Zerbrochener Universalismus
Lektüre: "Kreolische Konstellationen” von der jour fixe initiative berlin
Von der jour fixe initiative berlin bekomme ich Hinweise auf Neuigkeiten auf Facebook. Ich habe mich dafür eingetragen, weil ich die Bücher von Bini Adamczak sehr schätze, der ich auch dort folge, und die Mitglied der besagten, siebenköpfigen Gruppe ist. So kam mir der Sammelband Kreolische Konstellationen unter, der dieses Jahr herauskam, und Texte zu Kolonialismus Imperialismus Internationalismus versammelt.
«An der Aufgabe, marxistische und internationalistische Traditionen miteinander zu verbinden, ist die Linke in den Metropolen historisch gescheitert», heißt es im Vorwort. Und pauschal steht am Anfang die Frage: Wo ist der Antiimperialismus geblieben? Oder auch: Was hätte das Scheitern der antikolonialen Befreiung abwenden können? Eindeutige Antworten gibt es dazu nicht, das liegt wiederum in der Natur eines Textkompendiums, das aus verschiedenen («häretischen») Ansätzen und eben «kreolisch» (hier: zugewiesene Denkpositionen verlassend) mit diesen Themen umzugehen versucht.

────

▶ [Aufgabenstellung]
Zu welchen drei Themen versammelt der Sammelband „Kreolische Konstellationen“ laut dem Textauszug Texte?

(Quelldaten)

────

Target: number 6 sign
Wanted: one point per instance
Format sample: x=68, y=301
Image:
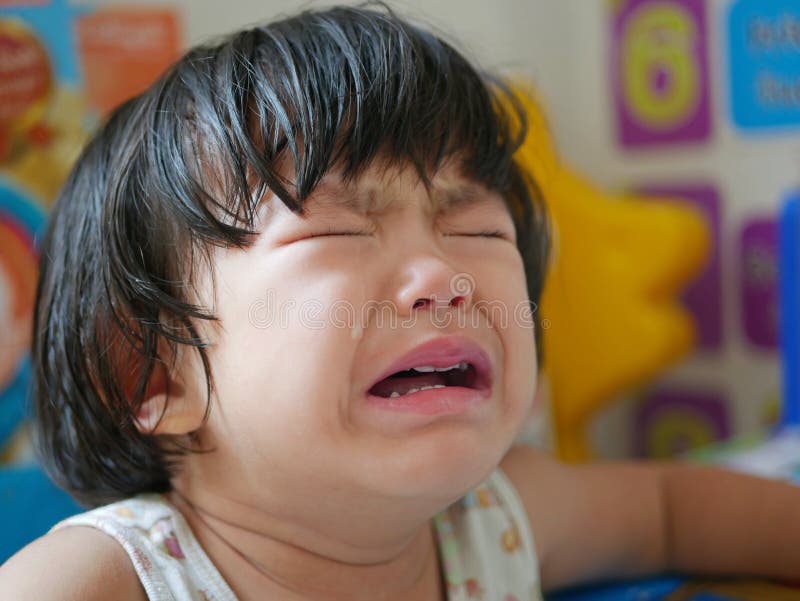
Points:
x=660, y=71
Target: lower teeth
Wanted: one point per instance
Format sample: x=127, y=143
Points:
x=396, y=394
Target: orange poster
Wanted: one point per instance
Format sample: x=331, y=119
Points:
x=122, y=50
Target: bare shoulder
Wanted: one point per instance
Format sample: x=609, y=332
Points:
x=71, y=564
x=546, y=488
x=531, y=471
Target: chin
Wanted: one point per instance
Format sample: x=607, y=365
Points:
x=446, y=468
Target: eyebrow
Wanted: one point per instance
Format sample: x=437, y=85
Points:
x=369, y=201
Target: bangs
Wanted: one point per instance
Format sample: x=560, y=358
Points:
x=339, y=88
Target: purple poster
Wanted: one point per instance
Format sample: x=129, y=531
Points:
x=672, y=421
x=759, y=281
x=704, y=296
x=659, y=71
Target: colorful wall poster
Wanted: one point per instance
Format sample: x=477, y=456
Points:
x=763, y=48
x=659, y=71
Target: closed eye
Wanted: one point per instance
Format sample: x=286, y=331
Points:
x=484, y=234
x=332, y=232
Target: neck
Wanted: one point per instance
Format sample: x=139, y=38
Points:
x=259, y=553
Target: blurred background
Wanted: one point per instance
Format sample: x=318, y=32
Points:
x=697, y=101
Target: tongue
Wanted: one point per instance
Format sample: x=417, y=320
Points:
x=402, y=385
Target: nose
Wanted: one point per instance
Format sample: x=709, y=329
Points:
x=431, y=283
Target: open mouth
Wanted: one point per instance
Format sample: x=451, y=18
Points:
x=462, y=374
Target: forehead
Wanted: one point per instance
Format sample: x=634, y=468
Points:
x=372, y=194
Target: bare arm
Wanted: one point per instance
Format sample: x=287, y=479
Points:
x=73, y=564
x=616, y=520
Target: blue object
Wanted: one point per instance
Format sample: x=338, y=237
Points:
x=764, y=63
x=789, y=307
x=653, y=589
x=29, y=506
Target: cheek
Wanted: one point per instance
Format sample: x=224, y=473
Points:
x=281, y=365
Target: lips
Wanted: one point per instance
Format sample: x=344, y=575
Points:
x=476, y=370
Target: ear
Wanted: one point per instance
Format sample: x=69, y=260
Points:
x=169, y=406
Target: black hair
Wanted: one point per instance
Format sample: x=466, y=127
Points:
x=181, y=167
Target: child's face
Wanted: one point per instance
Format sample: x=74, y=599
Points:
x=291, y=406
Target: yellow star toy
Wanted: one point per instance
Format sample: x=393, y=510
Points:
x=611, y=313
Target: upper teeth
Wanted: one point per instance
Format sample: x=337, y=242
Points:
x=462, y=365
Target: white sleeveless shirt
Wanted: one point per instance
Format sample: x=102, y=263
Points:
x=484, y=538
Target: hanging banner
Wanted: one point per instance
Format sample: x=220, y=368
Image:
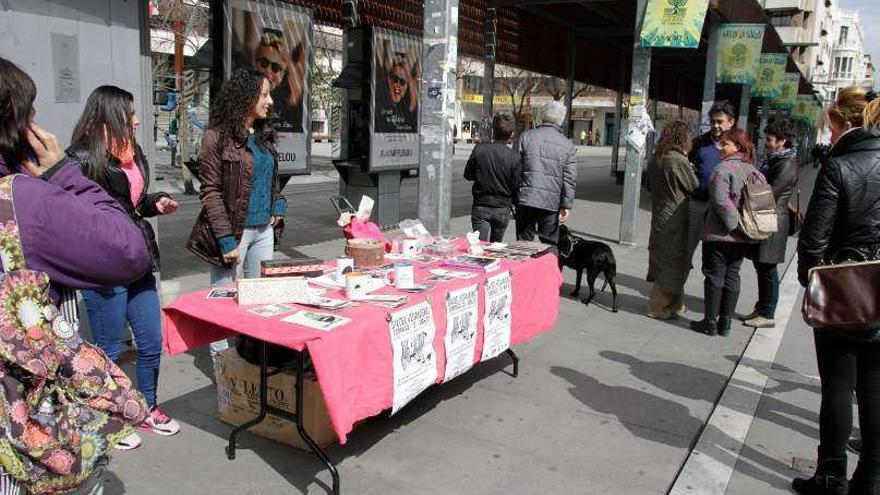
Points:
x=787, y=92
x=673, y=23
x=394, y=129
x=275, y=38
x=771, y=70
x=496, y=320
x=739, y=51
x=461, y=331
x=415, y=362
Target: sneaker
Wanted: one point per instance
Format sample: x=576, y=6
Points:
x=760, y=322
x=130, y=442
x=160, y=423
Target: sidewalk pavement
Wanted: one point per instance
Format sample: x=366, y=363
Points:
x=606, y=403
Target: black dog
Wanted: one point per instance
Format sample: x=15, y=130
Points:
x=596, y=257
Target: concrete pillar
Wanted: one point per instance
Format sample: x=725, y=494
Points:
x=569, y=82
x=437, y=95
x=489, y=74
x=711, y=67
x=641, y=73
x=745, y=101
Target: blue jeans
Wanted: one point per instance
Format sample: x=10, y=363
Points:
x=138, y=304
x=257, y=244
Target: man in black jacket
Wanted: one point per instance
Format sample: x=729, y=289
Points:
x=494, y=168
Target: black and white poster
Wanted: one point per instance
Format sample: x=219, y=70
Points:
x=414, y=361
x=275, y=38
x=397, y=72
x=496, y=320
x=461, y=331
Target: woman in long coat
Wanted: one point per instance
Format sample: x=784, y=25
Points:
x=672, y=180
x=780, y=168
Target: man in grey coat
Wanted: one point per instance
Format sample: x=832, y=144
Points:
x=549, y=178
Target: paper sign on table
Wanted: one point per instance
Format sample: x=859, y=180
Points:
x=414, y=360
x=496, y=320
x=461, y=330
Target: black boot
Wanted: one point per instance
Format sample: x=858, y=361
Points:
x=728, y=306
x=709, y=323
x=830, y=479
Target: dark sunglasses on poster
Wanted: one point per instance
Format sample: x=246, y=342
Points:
x=265, y=63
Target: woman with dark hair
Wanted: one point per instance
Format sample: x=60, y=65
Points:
x=843, y=222
x=241, y=199
x=56, y=221
x=724, y=244
x=780, y=169
x=672, y=180
x=104, y=146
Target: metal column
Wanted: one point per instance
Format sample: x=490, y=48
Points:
x=638, y=98
x=489, y=74
x=437, y=94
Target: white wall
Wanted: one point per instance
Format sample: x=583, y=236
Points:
x=110, y=49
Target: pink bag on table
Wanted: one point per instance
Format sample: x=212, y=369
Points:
x=360, y=229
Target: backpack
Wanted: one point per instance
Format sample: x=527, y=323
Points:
x=757, y=212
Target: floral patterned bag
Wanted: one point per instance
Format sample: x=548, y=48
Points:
x=63, y=402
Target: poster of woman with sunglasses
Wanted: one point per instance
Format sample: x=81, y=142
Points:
x=396, y=74
x=274, y=38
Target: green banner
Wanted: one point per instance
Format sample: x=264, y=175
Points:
x=788, y=92
x=771, y=69
x=673, y=23
x=739, y=51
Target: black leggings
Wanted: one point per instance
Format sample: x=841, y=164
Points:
x=845, y=366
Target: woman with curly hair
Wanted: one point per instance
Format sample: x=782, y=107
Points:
x=241, y=197
x=672, y=181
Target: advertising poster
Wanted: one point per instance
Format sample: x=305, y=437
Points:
x=739, y=51
x=673, y=23
x=771, y=70
x=787, y=92
x=275, y=38
x=461, y=331
x=397, y=71
x=496, y=320
x=415, y=362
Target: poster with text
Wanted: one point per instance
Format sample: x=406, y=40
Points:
x=739, y=51
x=673, y=23
x=397, y=71
x=787, y=92
x=496, y=320
x=771, y=70
x=414, y=362
x=275, y=38
x=461, y=330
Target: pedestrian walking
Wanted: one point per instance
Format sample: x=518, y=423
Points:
x=724, y=244
x=780, y=169
x=549, y=178
x=494, y=168
x=241, y=200
x=843, y=218
x=106, y=151
x=706, y=155
x=672, y=181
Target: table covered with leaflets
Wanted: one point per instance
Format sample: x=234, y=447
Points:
x=369, y=357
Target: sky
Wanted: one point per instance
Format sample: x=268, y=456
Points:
x=869, y=15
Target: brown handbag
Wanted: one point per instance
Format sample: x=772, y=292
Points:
x=844, y=295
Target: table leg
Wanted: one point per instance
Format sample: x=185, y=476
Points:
x=515, y=359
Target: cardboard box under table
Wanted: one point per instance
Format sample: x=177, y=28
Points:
x=238, y=401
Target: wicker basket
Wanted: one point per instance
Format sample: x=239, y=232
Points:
x=366, y=252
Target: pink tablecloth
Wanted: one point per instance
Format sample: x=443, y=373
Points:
x=353, y=362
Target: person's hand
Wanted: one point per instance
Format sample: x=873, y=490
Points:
x=46, y=149
x=231, y=257
x=166, y=205
x=563, y=215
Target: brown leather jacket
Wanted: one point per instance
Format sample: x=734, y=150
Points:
x=226, y=171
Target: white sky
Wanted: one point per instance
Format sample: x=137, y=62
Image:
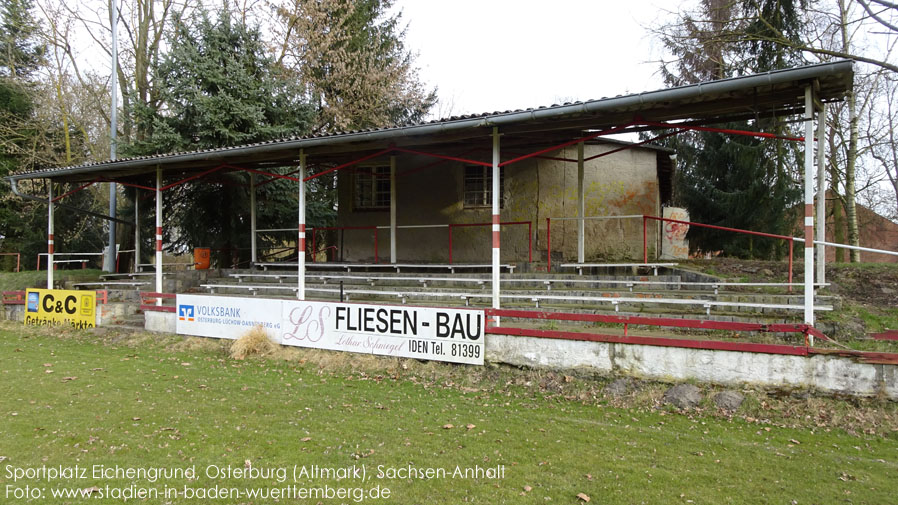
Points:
x=488, y=55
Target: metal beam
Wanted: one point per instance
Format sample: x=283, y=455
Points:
x=158, y=233
x=821, y=194
x=392, y=209
x=301, y=248
x=50, y=240
x=581, y=207
x=809, y=206
x=252, y=219
x=136, y=230
x=496, y=221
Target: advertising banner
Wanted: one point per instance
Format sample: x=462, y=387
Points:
x=54, y=307
x=453, y=335
x=226, y=317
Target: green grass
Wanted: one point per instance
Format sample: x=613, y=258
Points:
x=68, y=399
x=878, y=319
x=17, y=281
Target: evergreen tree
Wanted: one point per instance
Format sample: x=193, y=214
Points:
x=20, y=51
x=351, y=57
x=218, y=88
x=734, y=181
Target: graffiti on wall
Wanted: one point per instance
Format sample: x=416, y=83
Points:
x=673, y=238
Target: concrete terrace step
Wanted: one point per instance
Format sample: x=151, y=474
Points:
x=479, y=286
x=536, y=297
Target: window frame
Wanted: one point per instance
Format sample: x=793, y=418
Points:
x=366, y=179
x=484, y=191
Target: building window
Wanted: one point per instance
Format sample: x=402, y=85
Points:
x=372, y=188
x=479, y=186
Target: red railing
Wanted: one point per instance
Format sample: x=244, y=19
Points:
x=802, y=329
x=313, y=230
x=18, y=297
x=645, y=250
x=529, y=234
x=146, y=297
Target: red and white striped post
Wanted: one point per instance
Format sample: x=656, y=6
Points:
x=809, y=207
x=158, y=233
x=301, y=250
x=50, y=245
x=496, y=221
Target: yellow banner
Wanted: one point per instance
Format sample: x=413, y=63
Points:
x=53, y=307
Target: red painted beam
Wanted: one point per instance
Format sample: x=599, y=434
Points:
x=712, y=345
x=886, y=335
x=655, y=321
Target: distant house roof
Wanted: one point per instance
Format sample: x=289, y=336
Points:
x=775, y=93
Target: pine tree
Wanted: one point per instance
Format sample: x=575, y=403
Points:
x=738, y=182
x=218, y=88
x=351, y=57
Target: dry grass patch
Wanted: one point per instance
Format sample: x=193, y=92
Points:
x=253, y=342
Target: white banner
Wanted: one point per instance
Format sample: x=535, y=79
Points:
x=453, y=335
x=227, y=317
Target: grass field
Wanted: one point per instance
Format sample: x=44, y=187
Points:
x=71, y=399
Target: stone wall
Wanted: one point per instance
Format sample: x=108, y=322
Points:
x=619, y=184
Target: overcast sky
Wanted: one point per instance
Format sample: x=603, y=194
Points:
x=487, y=55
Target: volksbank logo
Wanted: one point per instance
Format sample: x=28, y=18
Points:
x=191, y=312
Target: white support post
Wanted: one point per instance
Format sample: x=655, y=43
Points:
x=809, y=207
x=581, y=207
x=496, y=221
x=252, y=219
x=821, y=195
x=392, y=209
x=50, y=242
x=301, y=250
x=158, y=233
x=136, y=230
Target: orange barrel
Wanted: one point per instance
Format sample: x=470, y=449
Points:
x=201, y=258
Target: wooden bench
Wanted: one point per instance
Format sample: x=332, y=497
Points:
x=466, y=297
x=452, y=267
x=581, y=266
x=113, y=284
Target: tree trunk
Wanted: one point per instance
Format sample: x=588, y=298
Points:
x=850, y=192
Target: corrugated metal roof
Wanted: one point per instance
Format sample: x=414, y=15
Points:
x=771, y=93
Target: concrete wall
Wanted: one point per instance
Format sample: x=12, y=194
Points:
x=826, y=373
x=622, y=183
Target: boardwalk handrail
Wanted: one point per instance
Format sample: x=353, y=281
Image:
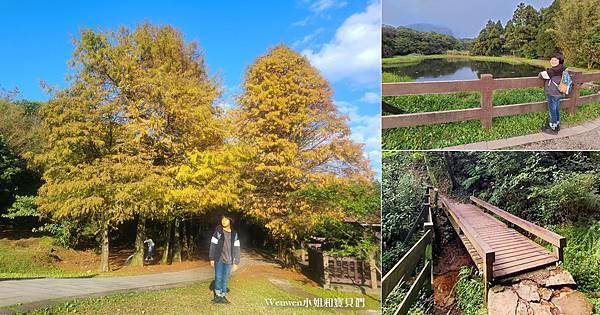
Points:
x=485, y=251
x=559, y=242
x=407, y=264
x=486, y=112
x=480, y=245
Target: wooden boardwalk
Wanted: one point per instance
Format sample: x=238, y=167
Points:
x=497, y=249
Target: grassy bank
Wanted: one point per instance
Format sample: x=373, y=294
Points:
x=445, y=135
x=32, y=258
x=248, y=293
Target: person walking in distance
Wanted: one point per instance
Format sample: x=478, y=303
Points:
x=224, y=255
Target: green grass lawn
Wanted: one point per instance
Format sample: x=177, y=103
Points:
x=30, y=258
x=247, y=296
x=450, y=134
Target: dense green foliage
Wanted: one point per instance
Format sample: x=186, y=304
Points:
x=469, y=292
x=559, y=190
x=402, y=196
x=582, y=255
x=404, y=41
x=490, y=41
x=522, y=30
x=572, y=27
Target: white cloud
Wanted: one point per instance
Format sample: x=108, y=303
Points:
x=301, y=22
x=370, y=97
x=320, y=6
x=354, y=53
x=366, y=129
x=306, y=39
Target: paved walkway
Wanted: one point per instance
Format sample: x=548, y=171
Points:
x=521, y=142
x=47, y=290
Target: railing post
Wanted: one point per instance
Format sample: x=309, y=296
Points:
x=487, y=96
x=572, y=104
x=428, y=226
x=326, y=279
x=559, y=250
x=373, y=273
x=488, y=273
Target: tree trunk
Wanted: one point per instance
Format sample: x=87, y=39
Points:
x=184, y=232
x=167, y=247
x=104, y=266
x=190, y=240
x=176, y=243
x=138, y=255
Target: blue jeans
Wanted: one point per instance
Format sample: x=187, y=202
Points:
x=222, y=271
x=554, y=110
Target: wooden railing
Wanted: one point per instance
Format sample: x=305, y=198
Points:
x=558, y=242
x=485, y=251
x=486, y=86
x=347, y=270
x=408, y=263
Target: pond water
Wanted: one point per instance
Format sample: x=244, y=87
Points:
x=461, y=69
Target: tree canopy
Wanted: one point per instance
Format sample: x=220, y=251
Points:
x=286, y=113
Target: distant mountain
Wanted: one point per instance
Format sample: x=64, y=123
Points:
x=425, y=27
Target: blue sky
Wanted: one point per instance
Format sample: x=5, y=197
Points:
x=341, y=38
x=464, y=17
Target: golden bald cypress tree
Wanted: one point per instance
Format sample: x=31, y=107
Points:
x=139, y=102
x=286, y=113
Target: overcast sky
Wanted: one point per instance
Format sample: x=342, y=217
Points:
x=464, y=17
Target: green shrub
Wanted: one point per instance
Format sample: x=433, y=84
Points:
x=582, y=255
x=574, y=196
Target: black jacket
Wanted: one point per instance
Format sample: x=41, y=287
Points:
x=216, y=245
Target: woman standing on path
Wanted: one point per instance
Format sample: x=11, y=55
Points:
x=553, y=77
x=224, y=255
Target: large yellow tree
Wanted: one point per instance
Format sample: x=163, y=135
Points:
x=286, y=113
x=139, y=104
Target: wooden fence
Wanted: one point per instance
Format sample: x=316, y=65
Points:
x=331, y=270
x=405, y=268
x=486, y=86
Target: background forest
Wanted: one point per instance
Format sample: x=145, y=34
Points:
x=138, y=146
x=572, y=27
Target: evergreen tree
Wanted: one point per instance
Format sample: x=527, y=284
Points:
x=490, y=41
x=522, y=30
x=546, y=37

────

▶ [Lösung]
Kolonialismus, Imperialismus und Internationalismus.